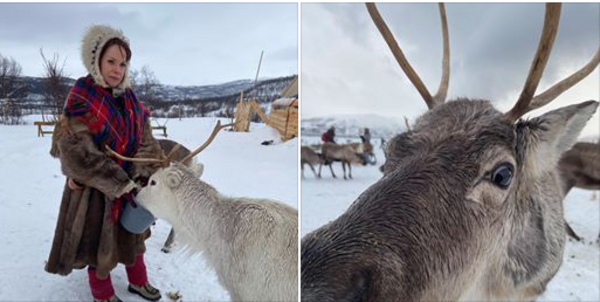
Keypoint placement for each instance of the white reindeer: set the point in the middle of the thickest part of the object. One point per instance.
(252, 244)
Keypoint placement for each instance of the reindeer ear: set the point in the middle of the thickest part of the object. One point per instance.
(197, 168)
(173, 178)
(542, 140)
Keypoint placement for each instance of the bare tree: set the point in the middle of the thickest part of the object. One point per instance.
(12, 91)
(55, 86)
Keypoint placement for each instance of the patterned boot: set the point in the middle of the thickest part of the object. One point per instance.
(145, 291)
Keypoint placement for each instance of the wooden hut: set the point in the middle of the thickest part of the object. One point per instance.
(283, 116)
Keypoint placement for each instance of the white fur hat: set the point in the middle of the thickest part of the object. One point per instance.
(92, 43)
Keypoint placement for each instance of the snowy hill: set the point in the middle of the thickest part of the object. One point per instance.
(236, 164)
(352, 125)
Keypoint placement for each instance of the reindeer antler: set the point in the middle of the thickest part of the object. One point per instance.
(212, 136)
(165, 161)
(440, 96)
(536, 70)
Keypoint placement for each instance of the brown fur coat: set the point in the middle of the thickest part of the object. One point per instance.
(84, 233)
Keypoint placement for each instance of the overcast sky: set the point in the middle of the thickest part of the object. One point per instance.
(348, 69)
(184, 44)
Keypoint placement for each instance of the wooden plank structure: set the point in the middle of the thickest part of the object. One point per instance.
(283, 116)
(41, 126)
(163, 128)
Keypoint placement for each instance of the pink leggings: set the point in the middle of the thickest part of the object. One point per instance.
(102, 289)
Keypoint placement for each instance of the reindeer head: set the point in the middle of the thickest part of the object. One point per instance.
(158, 196)
(469, 206)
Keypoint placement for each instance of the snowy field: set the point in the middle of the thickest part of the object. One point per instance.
(236, 164)
(578, 279)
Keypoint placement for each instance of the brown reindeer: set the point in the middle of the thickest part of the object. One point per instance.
(470, 203)
(346, 154)
(580, 167)
(310, 157)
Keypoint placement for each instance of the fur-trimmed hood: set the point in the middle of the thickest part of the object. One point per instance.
(92, 43)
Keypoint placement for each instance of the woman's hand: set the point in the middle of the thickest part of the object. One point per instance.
(73, 185)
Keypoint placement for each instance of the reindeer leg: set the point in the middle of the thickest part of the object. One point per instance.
(331, 168)
(571, 233)
(313, 168)
(349, 170)
(169, 242)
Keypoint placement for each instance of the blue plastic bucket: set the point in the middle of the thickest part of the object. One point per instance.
(135, 218)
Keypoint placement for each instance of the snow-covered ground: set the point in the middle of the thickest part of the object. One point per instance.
(578, 279)
(31, 182)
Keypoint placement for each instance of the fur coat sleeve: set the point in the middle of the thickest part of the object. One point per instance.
(82, 161)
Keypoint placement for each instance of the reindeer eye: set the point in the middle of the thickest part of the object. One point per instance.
(502, 175)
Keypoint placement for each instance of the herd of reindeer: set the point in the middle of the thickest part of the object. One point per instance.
(470, 204)
(347, 154)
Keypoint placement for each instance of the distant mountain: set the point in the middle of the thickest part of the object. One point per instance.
(169, 100)
(171, 93)
(350, 126)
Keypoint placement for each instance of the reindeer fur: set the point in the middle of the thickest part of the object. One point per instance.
(436, 228)
(251, 243)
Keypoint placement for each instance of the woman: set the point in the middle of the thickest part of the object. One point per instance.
(102, 110)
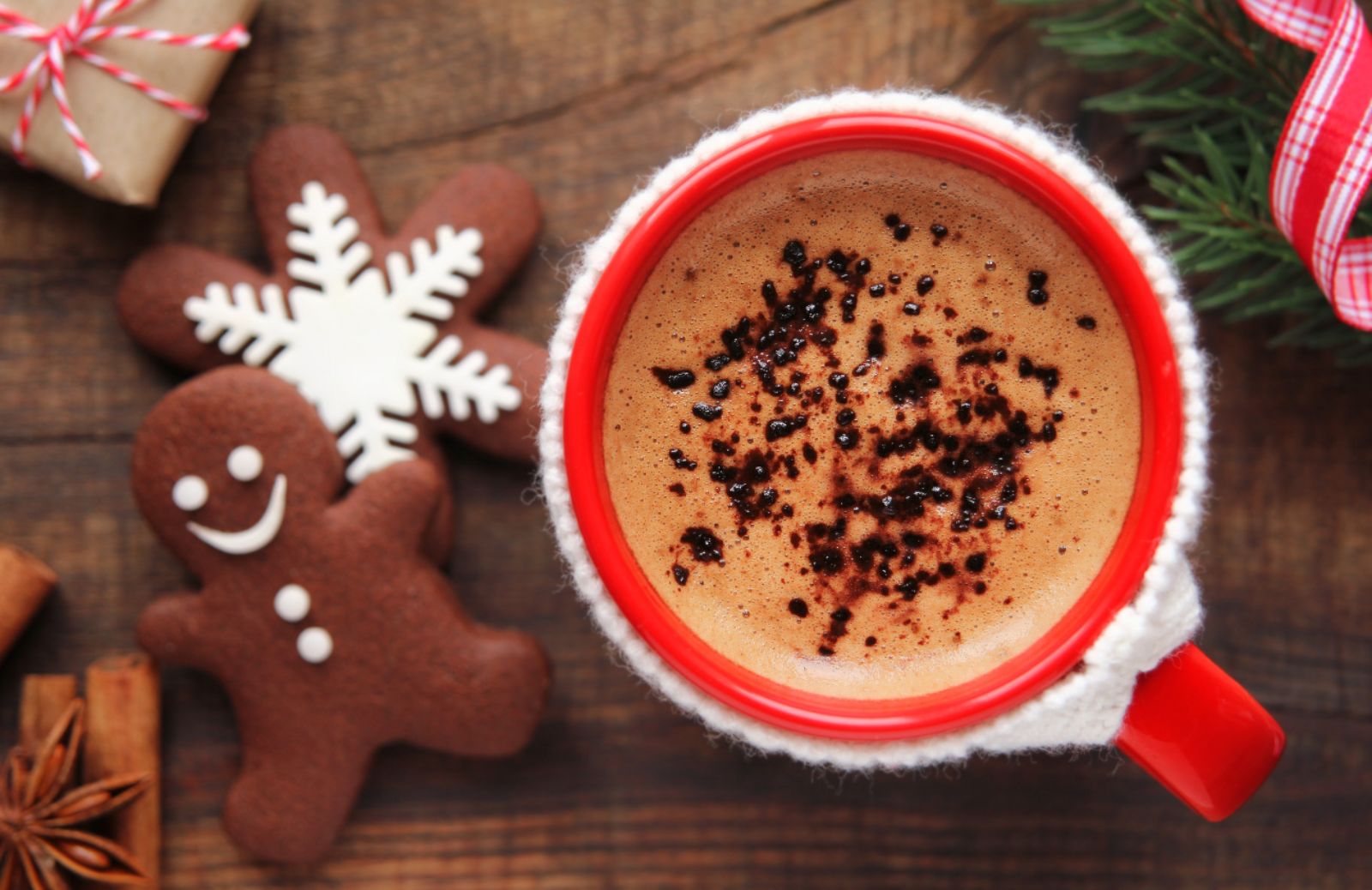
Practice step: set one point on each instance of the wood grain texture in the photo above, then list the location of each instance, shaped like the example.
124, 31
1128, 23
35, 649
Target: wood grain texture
617, 791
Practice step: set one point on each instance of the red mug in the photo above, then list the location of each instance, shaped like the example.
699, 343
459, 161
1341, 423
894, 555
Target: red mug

Description of the task » Can you rewrite all the lines above as a Markdown table with two columns, Row and Line, numbering the rows in order? Leave out blank lines and the pictures.

Exercise solution »
| Row | Line |
|---|---|
| 1 | Keypoint placement for each instance of the white reindeer: set the point in the middle of the thickest part of the object. One point per instance. |
| 2 | (252, 244) |
| 3 | Keypoint placement for each instance of the reindeer ear: set the point in the middle of the thickest part of the object. One point per instance. |
| 4 | (197, 168) |
| 5 | (173, 178) |
| 6 | (542, 140) |
| 7 | Keypoint placement for each instance of the bare tree: set the point in the middle of the thickest part of the object. One point per instance. |
| 8 | (12, 91) |
| 9 | (55, 86) |
| 10 | Keypoint placement for each instance of the patterned boot: set the point in the middle of the thickest part of the object. One point per instance. |
| 11 | (145, 291) |
| 12 | Keypoint placement for each instance of the wooden hut: set the point in the middle of the thickest part of the object. One point per instance. |
| 13 | (283, 116) |
| 14 | Keypoint placement for each instance of the white fur hat: set the point in the middle of the thickest part of the object. One point per instance. |
| 15 | (92, 43) |
| 16 | Keypoint placement for each instance of the snowy hill: set the point in the middle of the thickest part of the object. One point per instance. |
| 17 | (236, 164) |
| 18 | (352, 125) |
| 19 | Keypoint placement for each instance of the reindeer antler: set the point in the middle of the thickest part of the object. One point per instance. |
| 20 | (212, 136) |
| 21 | (165, 161) |
| 22 | (440, 96) |
| 23 | (536, 70) |
| 24 | Keypoint placement for each instance of the brown fur coat: set the point in the middle of the thickest part of the object. One point per instance. |
| 25 | (84, 233) |
| 26 | Keypoint placement for each instance of the overcast sky: set the point in the middle of the thickest part of the object. One point per instance. |
| 27 | (348, 69) |
| 28 | (184, 44) |
| 29 | Keypoint placement for each instance of the wooden plank structure: set the point in the middle of the thickest part of the object. One point per instance. |
| 30 | (283, 116) |
| 31 | (41, 126) |
| 32 | (163, 128) |
| 33 | Keypoint placement for each instance of the pink leggings: set the point in the middle of the thickest part of the object. One point per instance. |
| 34 | (102, 289) |
| 35 | Keypoint placement for each instance of the reindeer head: set the point in the middle of the thickest part of the object. One point per instance. |
| 36 | (158, 196) |
| 37 | (469, 206) |
| 38 | Keypoint placement for each instance of the snowy field: set the point in the middle of the thickest part of the object. One point per instance. |
| 39 | (236, 164) |
| 40 | (578, 279) |
| 41 | Keypoint placement for each instance of the brown reindeer: set the point in the middle of the thickest part of the object. One point per instance. |
| 42 | (470, 203) |
| 43 | (346, 154) |
| 44 | (580, 167) |
| 45 | (310, 157) |
| 46 | Keypoint placement for each instance of the fur-trimmed hood: set the point in the middle of the thickest part of the object. One point per instance. |
| 47 | (92, 43) |
| 48 | Keypoint placement for each instance of the woman's hand: set the point in the middle of the thickest part of the object. One point per instance. |
| 49 | (73, 185) |
| 50 | Keypoint placement for each instance of the reindeer leg: set the point in the middle of the thickest part of the object. One point per instance. |
| 51 | (331, 168) |
| 52 | (571, 233) |
| 53 | (313, 168) |
| 54 | (349, 170) |
| 55 | (169, 242) |
| 56 | Keypoint placement for each instance of the blue plastic bucket: set the point in the middle of the thickest part of the object. One point per instance. |
| 57 | (135, 218) |
| 58 | Keypoint placement for each instance of the snow-covered ground: set the point in the middle of the thickest part of the object. One point per instance. |
| 59 | (578, 279) |
| 60 | (31, 182) |
| 61 | Keypoint placement for each instance of the fur coat sleeve: set the point in the middle of the thickest part of the object. One point per instance. |
| 62 | (82, 161) |
| 63 | Keypoint placement for each instance of the reindeer eye: set the point in the middle of the thickest part of the object. One point per instance. |
| 64 | (502, 175) |
| 65 | Keypoint placement for each instance of the herd of reindeer: set the point in the middle of the thickest part of the object. One point per instance. |
| 66 | (470, 204) |
| 67 | (347, 154) |
| 68 | Keypoint placement for each instance of the distant mountain: set the point in the middle of the thickest part of the object. One point per instance. |
| 69 | (169, 100) |
| 70 | (171, 93) |
| 71 | (350, 126) |
| 72 | Keypoint placement for each instance of the reindeer fur: set the point in the middle of the thickest part of the object. One point per instance. |
| 73 | (436, 228) |
| 74 | (251, 243) |
| 75 | Keypoint placement for each instance of the woman: set the point in the middle of the thickest part of the object. One point per instance. |
| 76 | (102, 110) |
| 77 | Practice step: set one point on each instance of the wood grain texture in the photo above, then list the location of each instance, shaped like the example. |
| 78 | 124, 31 |
| 79 | 1128, 23 |
| 80 | 35, 649 |
| 81 | Target: wood grain texture |
| 82 | 617, 791 |
| 83 | Practice step: set one point on each instance of the red mug in the photo above, then list the location of each instance, shaped like the example. |
| 84 | 699, 343 |
| 85 | 459, 161 |
| 86 | 1341, 423 |
| 87 | 894, 555 |
| 88 | Target: red mug |